I see this mistake quite often: people have a performance or scalability problem with their threaded code and start blaming locks. Because everyone knows that locks are slow and limit scalability (yes, that was ironic ). They start to optimize their code by getting rid of the locks entirely, e.g. by messing around with memory barriers. Or by just not using locks at all. Most of the time the result happens to work on their machine but has subtle bugs that surface later. Let’s see what the experts say about using locks, in this case Brian Goetz in his excellent book on Java Concurrency in Practice:
When assessing the performance impact of synchronization, it is important to distinguish between contended and uncontended synchonization. The synchronized mechanism is optimized for the uncontended case (volatile is always uncontended), and at this writing, the performance cost of a “fast-path” uncontended synchronization ranges from 20 to 250 clock cycles for most systems. While this is certainly not zero, the effect of needed, uncontended synchronization is rarely significant in overall application performance, and the alternative involves compromising safety and potentially signing yourself (or your successor) up for some very painful bug hunting later.
Could not have told you any better than that and I can assure you this man knows what he is talking about. Although he speaks about Java specifically, the result is the same for other parallel programming systems: the first step when you have synchronization problems is not to get rid of locks, but to reduce lock contention. This article will tell you 10 (+1) ways to do just that.
Update: As Brian notes correctly in his comment below this article, these are advanced techniques and should only be employed if you are absolutely sure, locks are the problem! The only way to be sure of course is to use your profiler of choice, or else you will be guilty of the number one sin of ever programmer: premature optimization (and you don’t want to go to programmers hell for this one, do you? ).
- Protect data, not code: A common technique to achieve thread-safety quickly is to slap a big lock around a whole function call. Or in Java’s case, declare the whole method synchronized. Remember that it is merely the data that needs to be protected from concurrent access, not the code! Following this advice alone can take the time spent in you locks down significantly.

• _Problems_:
• 1. According to the lock contention article, how many clock cycles does fast-path uncontended synchronization cost on most systems?
• 2. Continue the article on reducing lock contention from the point where it stops.

• _Data entries_:
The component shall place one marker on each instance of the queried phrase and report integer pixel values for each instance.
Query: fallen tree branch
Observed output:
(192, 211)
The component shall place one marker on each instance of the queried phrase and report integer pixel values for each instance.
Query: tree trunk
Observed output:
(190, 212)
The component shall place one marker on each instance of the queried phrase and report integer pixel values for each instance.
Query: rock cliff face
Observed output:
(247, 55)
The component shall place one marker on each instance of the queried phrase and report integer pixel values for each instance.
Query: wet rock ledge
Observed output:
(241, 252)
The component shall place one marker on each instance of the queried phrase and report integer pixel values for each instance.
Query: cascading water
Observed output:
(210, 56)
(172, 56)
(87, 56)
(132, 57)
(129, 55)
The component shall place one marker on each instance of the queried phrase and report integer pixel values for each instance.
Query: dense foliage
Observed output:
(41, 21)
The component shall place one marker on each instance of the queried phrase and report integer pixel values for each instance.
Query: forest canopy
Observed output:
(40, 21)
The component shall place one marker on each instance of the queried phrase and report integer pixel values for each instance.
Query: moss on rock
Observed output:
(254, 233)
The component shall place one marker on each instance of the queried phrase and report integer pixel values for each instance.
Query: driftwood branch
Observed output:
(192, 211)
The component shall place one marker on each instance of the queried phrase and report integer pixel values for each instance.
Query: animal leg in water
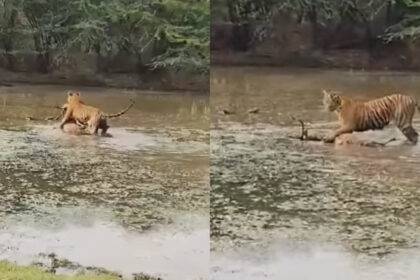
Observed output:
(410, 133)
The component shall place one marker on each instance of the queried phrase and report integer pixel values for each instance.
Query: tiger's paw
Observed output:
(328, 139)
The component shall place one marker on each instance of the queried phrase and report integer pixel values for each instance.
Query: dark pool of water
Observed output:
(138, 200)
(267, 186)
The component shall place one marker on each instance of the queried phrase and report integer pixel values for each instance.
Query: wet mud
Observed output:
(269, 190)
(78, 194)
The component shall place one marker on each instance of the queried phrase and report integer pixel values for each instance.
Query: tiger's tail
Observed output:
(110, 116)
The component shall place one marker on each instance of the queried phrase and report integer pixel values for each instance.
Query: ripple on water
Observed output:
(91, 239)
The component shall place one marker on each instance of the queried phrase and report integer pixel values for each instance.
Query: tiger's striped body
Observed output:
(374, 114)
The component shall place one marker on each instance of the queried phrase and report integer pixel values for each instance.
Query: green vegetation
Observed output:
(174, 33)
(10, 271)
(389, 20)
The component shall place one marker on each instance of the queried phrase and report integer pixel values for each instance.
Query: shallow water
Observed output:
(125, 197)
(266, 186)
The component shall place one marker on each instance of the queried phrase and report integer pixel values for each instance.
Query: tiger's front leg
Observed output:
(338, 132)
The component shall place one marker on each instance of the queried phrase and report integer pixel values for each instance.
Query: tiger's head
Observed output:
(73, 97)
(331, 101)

---

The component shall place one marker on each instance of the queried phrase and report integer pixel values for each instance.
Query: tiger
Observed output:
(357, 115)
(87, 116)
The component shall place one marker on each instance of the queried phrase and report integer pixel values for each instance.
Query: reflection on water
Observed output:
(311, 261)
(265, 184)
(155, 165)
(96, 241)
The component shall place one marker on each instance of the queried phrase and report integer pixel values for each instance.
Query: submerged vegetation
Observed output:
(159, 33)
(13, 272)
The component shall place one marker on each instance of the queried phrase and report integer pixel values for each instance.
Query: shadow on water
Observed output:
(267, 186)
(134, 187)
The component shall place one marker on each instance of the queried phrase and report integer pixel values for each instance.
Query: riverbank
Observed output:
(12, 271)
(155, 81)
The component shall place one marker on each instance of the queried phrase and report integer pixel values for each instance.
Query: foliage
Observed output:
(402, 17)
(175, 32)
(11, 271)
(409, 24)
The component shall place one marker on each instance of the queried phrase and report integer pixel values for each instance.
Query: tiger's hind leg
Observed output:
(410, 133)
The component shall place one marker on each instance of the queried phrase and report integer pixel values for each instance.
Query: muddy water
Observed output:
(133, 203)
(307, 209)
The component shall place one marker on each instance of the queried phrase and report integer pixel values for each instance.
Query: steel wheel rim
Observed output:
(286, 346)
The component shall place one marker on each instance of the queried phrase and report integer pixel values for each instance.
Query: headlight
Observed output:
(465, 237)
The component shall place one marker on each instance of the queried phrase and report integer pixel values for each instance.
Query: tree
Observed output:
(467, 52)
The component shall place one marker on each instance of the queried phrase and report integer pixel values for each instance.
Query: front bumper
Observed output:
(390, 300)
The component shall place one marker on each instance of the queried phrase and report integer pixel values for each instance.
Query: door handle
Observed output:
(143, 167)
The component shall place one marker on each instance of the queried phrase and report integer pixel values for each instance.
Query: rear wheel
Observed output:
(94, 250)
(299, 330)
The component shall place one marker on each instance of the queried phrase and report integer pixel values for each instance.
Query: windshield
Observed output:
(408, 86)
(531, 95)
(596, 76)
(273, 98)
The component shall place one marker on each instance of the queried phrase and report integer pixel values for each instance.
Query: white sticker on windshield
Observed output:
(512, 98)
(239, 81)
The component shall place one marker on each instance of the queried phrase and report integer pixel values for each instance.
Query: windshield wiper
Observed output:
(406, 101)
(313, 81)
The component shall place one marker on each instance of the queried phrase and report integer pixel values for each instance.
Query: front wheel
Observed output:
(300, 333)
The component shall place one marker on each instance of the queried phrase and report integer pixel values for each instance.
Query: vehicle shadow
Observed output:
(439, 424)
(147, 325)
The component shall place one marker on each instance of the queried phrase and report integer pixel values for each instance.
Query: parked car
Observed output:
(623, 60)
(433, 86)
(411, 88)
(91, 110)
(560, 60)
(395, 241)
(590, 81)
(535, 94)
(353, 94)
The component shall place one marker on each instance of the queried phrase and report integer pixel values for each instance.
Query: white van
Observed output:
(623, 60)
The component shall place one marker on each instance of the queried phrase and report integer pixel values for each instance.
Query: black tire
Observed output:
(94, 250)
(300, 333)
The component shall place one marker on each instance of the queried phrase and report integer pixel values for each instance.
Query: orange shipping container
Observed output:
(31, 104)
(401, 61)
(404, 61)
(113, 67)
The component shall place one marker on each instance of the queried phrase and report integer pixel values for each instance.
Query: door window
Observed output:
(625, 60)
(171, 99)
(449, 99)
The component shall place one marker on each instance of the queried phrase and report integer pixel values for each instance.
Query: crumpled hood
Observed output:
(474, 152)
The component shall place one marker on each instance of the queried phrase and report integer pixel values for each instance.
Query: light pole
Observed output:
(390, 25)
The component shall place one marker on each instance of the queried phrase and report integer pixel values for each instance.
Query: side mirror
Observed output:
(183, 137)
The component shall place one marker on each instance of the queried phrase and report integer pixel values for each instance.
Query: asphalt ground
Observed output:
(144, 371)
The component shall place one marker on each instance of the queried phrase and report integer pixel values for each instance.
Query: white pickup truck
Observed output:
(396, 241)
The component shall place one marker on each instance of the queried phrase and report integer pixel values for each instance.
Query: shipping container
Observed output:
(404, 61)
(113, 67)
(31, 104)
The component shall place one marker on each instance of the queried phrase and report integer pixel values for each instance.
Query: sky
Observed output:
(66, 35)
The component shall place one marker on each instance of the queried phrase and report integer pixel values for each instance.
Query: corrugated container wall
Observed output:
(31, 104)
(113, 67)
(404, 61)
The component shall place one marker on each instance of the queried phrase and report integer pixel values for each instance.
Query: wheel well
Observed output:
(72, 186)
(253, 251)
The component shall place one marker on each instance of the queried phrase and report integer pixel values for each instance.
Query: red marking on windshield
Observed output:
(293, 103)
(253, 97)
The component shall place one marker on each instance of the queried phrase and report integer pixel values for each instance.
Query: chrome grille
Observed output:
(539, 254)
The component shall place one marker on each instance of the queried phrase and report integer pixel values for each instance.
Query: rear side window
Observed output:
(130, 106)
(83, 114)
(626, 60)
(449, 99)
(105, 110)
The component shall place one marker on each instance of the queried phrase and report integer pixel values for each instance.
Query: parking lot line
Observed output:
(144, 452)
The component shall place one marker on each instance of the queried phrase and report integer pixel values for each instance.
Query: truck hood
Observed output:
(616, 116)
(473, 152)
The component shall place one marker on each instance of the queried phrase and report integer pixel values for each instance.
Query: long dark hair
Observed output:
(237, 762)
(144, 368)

...

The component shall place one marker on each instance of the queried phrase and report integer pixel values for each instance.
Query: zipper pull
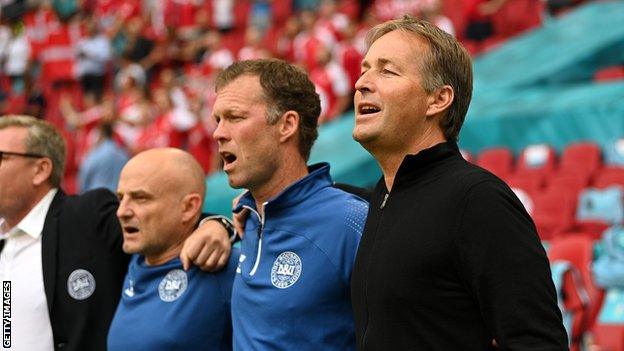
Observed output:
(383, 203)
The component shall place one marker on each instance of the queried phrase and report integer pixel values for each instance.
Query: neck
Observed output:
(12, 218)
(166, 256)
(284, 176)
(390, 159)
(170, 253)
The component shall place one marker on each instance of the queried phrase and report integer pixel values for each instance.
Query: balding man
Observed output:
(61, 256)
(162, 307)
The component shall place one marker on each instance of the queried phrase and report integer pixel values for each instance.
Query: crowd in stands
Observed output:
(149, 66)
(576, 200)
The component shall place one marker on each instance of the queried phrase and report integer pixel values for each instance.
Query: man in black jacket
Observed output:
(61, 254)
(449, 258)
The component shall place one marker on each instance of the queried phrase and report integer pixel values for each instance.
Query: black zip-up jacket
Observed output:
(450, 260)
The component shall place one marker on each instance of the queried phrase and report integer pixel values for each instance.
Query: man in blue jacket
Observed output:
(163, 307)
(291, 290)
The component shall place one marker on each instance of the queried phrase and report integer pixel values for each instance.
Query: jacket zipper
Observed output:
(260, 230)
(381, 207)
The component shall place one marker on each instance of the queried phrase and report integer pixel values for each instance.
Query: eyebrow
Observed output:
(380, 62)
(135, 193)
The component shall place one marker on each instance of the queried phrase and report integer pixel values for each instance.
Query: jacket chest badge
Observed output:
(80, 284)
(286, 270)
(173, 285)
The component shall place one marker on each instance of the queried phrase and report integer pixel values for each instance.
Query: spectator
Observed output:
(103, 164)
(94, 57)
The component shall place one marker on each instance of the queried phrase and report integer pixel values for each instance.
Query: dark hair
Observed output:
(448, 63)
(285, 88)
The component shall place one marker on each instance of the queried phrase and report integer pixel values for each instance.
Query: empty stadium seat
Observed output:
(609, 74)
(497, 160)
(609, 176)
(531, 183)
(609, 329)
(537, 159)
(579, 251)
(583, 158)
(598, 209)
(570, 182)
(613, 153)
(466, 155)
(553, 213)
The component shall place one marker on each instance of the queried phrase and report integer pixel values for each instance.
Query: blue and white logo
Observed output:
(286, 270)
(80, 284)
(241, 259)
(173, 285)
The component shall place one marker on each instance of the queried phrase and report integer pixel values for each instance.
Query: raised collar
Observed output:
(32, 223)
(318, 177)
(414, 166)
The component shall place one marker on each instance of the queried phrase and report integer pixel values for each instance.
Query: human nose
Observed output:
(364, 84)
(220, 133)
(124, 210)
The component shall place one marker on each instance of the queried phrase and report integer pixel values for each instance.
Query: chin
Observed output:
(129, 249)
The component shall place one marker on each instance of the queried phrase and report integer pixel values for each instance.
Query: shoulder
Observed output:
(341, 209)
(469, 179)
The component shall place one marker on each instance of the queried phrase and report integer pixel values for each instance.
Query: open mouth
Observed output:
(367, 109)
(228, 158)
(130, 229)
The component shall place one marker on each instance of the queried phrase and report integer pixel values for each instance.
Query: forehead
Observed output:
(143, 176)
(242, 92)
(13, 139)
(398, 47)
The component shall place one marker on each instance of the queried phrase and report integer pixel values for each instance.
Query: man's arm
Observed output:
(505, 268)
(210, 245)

• _Response list_:
• 1. It costs 20 to 250 clock cycles.

• 2.
- Get rid of expensive calculations while in locks: This may seem obvious, but a little instruction reordering and use of temporary variables can bring down the time spent in locks considerably, especially as soon as I/O is involved.
- Use lock striping: Does your whole array really need to be protected by the same lock? Or can you give each element its own lock? Or if thats too many, use e.g. the modulo-function to distribute array elements to different locks and make sure your threads are not contending for the same lock? I bet you can in many cases. The more general advice here is: use different locks for different data whenever possible.
- Employ interlocked / atomic operations: There is no need to use locking just to increase a counter. Most parallel programming systems offer atomic operations to achieve simple tasks like that. Use them whenever available.
- Use synchronized data structures: Even if you cannot use atomic operations directly, maybe you can use a data structure that uses them internally. A lock-free message queue for example. Data structures like that are available for a variety of systems now and give you the power to synchronize your threads without worrying about locks.
- Use Reader-Writer Locks where applicable: For the cases where a lot of threads read a memory location that is rarely changed, the reader-writer lock was invented and is available in many parallel programming systems. It ensures that multiple readers can enter the lock at the same time. Only when a writer enters the picture, the lock becomes exclusive.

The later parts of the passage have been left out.